SHORT PROBLEM
Convert only the records starting at the line that contains "Find the light" and ending at the line that contains "Outlines of the light" into a Markdown table with the columns Row and Line, skipping blank lines. Leave the pictures out of the table.

Lines of data
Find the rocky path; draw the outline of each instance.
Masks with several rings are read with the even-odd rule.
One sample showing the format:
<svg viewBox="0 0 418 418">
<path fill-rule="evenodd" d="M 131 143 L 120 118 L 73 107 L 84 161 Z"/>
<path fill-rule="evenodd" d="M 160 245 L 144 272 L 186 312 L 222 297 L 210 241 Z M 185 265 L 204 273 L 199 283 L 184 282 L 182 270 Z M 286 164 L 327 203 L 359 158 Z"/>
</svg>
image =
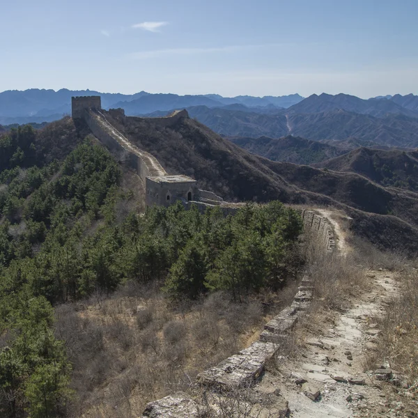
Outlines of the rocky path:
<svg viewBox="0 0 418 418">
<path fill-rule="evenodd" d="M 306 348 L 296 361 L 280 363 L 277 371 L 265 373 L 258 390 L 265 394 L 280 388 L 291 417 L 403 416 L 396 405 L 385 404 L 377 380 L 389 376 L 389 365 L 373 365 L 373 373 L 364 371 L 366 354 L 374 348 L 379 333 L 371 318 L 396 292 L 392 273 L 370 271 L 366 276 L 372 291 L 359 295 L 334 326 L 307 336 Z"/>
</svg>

* * *

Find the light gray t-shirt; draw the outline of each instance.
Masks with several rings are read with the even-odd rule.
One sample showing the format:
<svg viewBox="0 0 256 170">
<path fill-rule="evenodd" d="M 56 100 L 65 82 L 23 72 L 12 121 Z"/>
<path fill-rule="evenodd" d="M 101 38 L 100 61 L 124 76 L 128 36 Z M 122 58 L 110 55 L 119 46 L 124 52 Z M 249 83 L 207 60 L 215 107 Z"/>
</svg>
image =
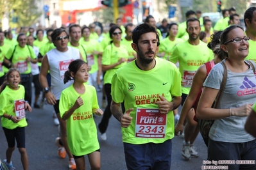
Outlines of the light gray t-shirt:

CORRECT RESPONSE
| Row | Line |
|---|---|
| 1 | Find the light gray t-shirt; draw the outline of each instance. |
| 2 | Masks with several rings are read with the even-odd rule. |
| 3 | One sample showing the format: |
| 4 | <svg viewBox="0 0 256 170"> |
| 5 | <path fill-rule="evenodd" d="M 56 100 L 65 82 L 23 72 L 12 121 Z"/> |
| 6 | <path fill-rule="evenodd" d="M 101 38 L 100 61 L 124 76 L 128 36 Z M 122 58 L 110 55 L 119 46 L 124 52 Z M 249 83 L 207 60 L 215 107 Z"/> |
| 7 | </svg> |
| 8 | image = |
| 9 | Outlines of the light gray t-shirt: |